PESTLE ANALYSIS
PESTLE strives to explain all the key external factors influencing an organisation and inform decision-making (Rastogi & Trivedi, 2016). PESTLE stands for Political, Economic, Social, Technological, Legal, and Environmental factors in the business platform.
Political Factors
These are global trade agreements and restrictions, tax policies, industry regulations, political policies, and political stability effects on organisations. For instance, Brexit significantly affected U.K. trade, reducing trading relationships between the U.K. and E.U. firms (Moschieri & Blake, 2019). This has reduced output by 4%, exerted pressure on labour and capital flow (McGrath, Palmgren, & Liljedahl, 2019), reduced GDP, and weakened the pound leading to increased cost of import and inflation.
Economic Factors
These factors determine an organisation’s economic growth or decline in consumer spending, labour cost, globalisation, exchange rates, and cost of living.
Social Factors
These are trends associated with work-life balance, consumer taste and buying habits, age distribution, and lifestyle choices.
Technological Factors
Technology innovation impacts organisations concerning products, services, data storage, and security. Technological advancements have positive and negative impacts (CIPD, Using evidence and data to create insight, problem-solve, develop ideas, and measure impact, 2019). For instance, the internet provides a platform for advertising and online selling of products and services and creats database security technology. A shift to Artificial Intelligence leads to unemployment since employees are easily replaced with robots.
Legal Factors
Legislation, health, and safety regulations impact organisations. These regulations are enacted through quotas, tariffs, and taxes on products and services. An example of legislation is IR35, an off-payroll rule that ensures assessments are made on every employee who delivers professional services to determine the Income Tax and National Insurance they are supposed to pay.

> [DATA PROVIDED]
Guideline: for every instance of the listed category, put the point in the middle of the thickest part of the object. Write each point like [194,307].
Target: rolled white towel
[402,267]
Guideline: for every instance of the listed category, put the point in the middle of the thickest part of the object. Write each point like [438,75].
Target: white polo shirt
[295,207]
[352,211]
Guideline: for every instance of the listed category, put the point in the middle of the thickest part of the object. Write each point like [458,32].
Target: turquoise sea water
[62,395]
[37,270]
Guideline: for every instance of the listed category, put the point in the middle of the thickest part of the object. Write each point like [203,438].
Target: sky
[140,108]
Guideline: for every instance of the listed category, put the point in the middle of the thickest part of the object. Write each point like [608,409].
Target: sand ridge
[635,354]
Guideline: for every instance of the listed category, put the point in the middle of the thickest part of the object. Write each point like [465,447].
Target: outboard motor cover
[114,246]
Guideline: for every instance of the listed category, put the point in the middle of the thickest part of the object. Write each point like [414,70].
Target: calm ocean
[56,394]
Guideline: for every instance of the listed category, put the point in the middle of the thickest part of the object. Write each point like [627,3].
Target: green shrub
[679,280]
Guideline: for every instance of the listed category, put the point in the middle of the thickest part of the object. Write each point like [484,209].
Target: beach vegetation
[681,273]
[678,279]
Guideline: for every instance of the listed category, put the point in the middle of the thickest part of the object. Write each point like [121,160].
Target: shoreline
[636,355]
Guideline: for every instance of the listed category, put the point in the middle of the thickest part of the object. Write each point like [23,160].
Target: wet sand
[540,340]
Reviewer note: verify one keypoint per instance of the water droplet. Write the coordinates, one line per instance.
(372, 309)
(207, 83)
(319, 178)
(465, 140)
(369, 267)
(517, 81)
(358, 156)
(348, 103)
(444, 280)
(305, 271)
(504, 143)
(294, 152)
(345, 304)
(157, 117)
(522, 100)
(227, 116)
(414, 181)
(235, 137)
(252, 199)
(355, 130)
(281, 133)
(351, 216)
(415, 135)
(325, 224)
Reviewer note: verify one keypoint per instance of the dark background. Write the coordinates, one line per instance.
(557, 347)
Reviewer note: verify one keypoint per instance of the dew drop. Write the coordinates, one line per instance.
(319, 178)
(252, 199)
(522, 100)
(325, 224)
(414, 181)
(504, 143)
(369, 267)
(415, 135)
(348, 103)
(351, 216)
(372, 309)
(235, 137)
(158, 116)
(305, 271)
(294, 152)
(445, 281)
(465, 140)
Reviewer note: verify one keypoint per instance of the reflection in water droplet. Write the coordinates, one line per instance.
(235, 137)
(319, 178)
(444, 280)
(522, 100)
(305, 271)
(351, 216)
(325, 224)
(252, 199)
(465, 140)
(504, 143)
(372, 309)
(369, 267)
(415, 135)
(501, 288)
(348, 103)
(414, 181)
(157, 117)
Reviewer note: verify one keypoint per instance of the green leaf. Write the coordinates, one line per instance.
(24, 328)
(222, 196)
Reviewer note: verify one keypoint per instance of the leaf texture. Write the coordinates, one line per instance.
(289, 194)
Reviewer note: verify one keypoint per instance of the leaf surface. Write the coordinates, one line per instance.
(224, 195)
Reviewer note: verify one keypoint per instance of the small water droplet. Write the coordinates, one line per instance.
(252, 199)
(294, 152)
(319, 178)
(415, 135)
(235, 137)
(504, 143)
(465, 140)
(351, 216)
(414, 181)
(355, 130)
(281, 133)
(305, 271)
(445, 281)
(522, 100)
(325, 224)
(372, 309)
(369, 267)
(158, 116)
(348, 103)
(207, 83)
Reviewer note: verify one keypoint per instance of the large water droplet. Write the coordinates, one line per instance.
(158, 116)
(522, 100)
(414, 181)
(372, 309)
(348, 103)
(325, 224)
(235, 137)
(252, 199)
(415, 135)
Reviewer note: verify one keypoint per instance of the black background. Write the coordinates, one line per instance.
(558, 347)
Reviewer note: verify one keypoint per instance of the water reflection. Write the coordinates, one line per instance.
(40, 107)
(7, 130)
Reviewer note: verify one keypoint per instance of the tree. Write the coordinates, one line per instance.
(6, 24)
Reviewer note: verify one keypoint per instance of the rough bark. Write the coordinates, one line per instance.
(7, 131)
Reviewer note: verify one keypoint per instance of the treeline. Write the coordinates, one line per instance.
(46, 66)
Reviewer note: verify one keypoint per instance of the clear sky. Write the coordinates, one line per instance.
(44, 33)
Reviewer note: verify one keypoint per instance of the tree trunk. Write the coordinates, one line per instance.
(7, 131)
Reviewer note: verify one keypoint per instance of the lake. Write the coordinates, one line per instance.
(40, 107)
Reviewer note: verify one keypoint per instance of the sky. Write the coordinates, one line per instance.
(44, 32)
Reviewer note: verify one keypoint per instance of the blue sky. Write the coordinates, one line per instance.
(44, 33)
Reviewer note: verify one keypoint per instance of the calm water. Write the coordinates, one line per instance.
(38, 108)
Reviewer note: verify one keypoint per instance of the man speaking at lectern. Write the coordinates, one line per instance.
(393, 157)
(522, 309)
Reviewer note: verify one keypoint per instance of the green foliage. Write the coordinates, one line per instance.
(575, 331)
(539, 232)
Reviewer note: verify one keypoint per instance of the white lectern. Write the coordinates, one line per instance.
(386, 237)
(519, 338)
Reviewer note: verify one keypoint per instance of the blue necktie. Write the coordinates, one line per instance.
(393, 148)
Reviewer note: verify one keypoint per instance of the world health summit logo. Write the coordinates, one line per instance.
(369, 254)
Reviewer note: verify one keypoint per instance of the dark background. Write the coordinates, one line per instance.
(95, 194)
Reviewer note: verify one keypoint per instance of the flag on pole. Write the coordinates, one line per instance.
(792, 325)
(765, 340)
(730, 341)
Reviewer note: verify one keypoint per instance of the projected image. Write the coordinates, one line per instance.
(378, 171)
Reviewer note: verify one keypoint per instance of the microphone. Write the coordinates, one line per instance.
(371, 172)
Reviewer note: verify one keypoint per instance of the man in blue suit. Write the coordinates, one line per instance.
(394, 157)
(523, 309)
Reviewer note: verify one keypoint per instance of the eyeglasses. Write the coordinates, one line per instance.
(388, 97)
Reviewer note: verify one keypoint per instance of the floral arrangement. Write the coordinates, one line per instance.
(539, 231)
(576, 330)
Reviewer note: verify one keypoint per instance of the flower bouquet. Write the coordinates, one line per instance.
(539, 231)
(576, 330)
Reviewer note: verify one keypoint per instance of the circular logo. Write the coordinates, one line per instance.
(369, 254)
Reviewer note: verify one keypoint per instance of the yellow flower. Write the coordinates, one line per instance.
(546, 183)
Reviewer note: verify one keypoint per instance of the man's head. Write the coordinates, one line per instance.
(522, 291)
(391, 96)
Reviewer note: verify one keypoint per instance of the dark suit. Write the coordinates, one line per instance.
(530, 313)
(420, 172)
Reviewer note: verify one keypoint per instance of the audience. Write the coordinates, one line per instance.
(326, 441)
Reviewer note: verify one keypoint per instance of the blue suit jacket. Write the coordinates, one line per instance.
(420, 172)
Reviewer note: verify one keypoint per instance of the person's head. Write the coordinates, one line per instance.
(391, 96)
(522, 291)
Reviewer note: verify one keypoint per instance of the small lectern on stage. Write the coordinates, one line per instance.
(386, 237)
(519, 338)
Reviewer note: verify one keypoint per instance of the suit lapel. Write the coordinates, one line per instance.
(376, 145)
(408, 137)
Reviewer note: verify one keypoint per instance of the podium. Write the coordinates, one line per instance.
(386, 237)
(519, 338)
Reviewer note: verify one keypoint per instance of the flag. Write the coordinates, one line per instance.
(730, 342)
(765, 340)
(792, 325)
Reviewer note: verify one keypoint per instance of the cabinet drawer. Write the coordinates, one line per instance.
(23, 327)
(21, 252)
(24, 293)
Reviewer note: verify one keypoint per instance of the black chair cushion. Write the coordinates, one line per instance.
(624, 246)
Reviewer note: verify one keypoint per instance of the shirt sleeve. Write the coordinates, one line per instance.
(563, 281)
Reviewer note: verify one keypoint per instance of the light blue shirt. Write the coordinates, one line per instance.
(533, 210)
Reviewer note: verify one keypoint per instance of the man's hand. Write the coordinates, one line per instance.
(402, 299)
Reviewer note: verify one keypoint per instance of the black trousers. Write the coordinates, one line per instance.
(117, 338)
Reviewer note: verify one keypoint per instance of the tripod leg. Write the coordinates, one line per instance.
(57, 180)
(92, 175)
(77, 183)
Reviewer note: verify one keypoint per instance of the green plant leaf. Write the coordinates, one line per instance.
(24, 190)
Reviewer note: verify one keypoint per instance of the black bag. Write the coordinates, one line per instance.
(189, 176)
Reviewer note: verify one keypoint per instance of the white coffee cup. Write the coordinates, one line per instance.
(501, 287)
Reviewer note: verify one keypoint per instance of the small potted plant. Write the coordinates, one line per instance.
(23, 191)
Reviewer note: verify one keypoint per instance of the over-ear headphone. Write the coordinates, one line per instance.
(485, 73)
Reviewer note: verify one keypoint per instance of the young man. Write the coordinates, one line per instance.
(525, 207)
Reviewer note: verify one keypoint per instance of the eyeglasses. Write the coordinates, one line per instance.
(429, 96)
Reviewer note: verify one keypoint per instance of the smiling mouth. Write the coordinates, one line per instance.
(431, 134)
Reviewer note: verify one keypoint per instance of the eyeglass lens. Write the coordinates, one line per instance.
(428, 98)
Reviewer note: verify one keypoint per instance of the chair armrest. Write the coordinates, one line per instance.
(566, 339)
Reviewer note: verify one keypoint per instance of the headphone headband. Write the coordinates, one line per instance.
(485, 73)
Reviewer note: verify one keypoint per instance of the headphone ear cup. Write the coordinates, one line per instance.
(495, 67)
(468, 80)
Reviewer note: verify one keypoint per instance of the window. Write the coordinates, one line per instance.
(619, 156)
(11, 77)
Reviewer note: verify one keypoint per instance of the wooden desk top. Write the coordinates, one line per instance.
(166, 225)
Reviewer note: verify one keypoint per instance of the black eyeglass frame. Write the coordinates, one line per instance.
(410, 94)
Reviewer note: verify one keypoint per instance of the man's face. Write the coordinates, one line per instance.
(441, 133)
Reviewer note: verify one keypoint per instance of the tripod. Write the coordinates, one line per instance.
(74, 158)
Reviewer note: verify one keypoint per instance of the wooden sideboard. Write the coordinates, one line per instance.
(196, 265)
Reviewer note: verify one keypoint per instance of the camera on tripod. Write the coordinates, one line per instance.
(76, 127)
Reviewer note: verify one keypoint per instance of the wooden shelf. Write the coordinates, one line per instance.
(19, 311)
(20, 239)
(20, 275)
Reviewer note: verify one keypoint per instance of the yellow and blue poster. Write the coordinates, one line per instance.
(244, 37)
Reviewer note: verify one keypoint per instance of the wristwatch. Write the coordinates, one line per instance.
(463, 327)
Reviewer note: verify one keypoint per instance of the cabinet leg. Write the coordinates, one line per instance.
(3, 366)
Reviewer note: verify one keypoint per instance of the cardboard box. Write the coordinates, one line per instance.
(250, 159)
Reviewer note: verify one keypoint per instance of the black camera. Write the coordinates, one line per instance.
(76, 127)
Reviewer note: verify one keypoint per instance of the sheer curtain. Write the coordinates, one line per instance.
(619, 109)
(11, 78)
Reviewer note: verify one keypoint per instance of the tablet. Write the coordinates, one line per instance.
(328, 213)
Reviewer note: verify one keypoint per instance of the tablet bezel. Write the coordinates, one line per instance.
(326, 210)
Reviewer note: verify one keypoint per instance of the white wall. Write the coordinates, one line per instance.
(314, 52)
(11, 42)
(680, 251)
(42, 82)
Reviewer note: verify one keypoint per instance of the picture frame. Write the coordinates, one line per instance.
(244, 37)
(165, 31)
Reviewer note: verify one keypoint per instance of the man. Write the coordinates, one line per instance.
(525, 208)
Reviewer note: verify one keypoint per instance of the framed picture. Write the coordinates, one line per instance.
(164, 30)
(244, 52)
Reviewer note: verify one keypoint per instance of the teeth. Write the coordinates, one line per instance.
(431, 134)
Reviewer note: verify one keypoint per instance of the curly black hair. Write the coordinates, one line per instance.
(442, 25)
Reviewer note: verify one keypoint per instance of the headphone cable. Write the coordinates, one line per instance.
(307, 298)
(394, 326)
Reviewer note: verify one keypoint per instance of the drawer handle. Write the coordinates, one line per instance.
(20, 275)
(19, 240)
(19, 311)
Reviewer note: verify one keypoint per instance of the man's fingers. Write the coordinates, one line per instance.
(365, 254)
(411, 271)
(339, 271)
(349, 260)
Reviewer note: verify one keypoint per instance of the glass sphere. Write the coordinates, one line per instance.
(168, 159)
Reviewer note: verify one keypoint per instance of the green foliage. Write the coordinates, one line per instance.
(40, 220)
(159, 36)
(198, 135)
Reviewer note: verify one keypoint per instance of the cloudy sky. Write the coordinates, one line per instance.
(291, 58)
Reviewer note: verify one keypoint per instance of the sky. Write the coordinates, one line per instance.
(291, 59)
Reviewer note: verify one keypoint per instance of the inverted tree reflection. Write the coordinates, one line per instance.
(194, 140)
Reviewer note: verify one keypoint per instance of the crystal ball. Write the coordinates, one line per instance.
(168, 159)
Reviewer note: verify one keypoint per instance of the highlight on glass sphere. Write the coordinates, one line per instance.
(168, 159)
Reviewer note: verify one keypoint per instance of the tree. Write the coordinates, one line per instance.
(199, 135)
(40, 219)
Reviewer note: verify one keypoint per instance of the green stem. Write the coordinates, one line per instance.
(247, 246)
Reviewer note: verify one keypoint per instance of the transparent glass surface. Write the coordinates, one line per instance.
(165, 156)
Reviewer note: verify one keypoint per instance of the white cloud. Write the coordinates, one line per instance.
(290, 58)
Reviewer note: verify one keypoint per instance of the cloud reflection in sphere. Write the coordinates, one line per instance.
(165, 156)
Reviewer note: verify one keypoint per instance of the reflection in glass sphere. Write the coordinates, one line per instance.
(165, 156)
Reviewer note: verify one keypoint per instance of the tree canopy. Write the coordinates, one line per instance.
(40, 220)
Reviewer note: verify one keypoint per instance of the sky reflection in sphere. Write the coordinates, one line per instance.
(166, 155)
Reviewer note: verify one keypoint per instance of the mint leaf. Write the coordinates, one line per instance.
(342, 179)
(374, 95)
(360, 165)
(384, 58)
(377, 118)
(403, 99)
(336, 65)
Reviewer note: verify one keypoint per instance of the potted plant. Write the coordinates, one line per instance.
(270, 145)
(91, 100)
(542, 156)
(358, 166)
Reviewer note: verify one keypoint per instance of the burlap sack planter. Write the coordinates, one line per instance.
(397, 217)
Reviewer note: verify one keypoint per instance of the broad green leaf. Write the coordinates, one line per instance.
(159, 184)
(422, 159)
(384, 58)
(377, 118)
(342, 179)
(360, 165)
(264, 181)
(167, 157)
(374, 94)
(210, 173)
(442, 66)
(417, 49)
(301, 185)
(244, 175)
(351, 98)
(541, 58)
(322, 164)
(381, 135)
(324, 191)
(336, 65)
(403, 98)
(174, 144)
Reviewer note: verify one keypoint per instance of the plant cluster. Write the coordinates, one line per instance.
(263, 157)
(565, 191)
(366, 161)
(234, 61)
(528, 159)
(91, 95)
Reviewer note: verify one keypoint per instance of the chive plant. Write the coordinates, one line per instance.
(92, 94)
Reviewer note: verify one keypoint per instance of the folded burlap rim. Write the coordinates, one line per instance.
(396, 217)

> [REQUIRED ACTION 1]
List the section headings that appear under the title of the PESTLE analysis text.
> [REQUIRED ACTION 2]
From the PESTLE analysis text, return the passage starting with "Political Factors" and going on through "import and inflation.".
> [REQUIRED ACTION 3]
Extend the PESTLE analysis text, picking up right after its final sentence.

> [WRITTEN ANSWER 1]
Political Factors
Economic Factors
Social Factors
Technological Factors
Legal Factors

> [WRITTEN ANSWER 2]
Political Factors
These are global trade agreements and restrictions, tax policies, industry regulations, political policies, and political stability effects on organisations. For instance, Brexit significantly affected U.K. trade, reducing trading relationships between the U.K. and E.U. firms (Moschieri & Blake, 2019). This has reduced output by 4%, exerted pressure on labour and capital flow (McGrath, Palmgren, & Liljedahl, 2019), reduced GDP, and weakened the pound leading to increased cost of import and inflation.

> [WRITTEN ANSWER 3]
Environmental Factors
These are impacts of organisational operations on the environment, like global warming. Research data on this informs organisations on long-term sustainable approaches to ensure a healthy environment. The environment also has impacts on organisations. For example, pandemics like the Covid 19 disrupted supply chains and declined investment and employment. Covid resulted in labour pressure and reduced output as most employees were laid off to reduce the cost of operations. Data analysis methods are useful in finding insights into the data collected by people professionals. The two main techniques are quantitative and qualitative methods.
Interviews
Interviews have open-ended questions that allow deeper engagements between the two people involved, presenting detailed explanations (McGrath, Palmgren, & Liljedahl, 2019). The interviewer can study the respondent’s behavioural aspect to gauge honesty in the information given. The exchange of ideas and experiences encourages a wide range of verifiable data. Interviews can be conducted at individual levels or use focus groups in organisations to provide in-depth explanations and insights on the challenges faced and possible suggestions from the workforce on how to improve on the challenges. The above analysis tool and method effectively help identify risks in industry sectors and possible opportunities that help make informed decisions and plans.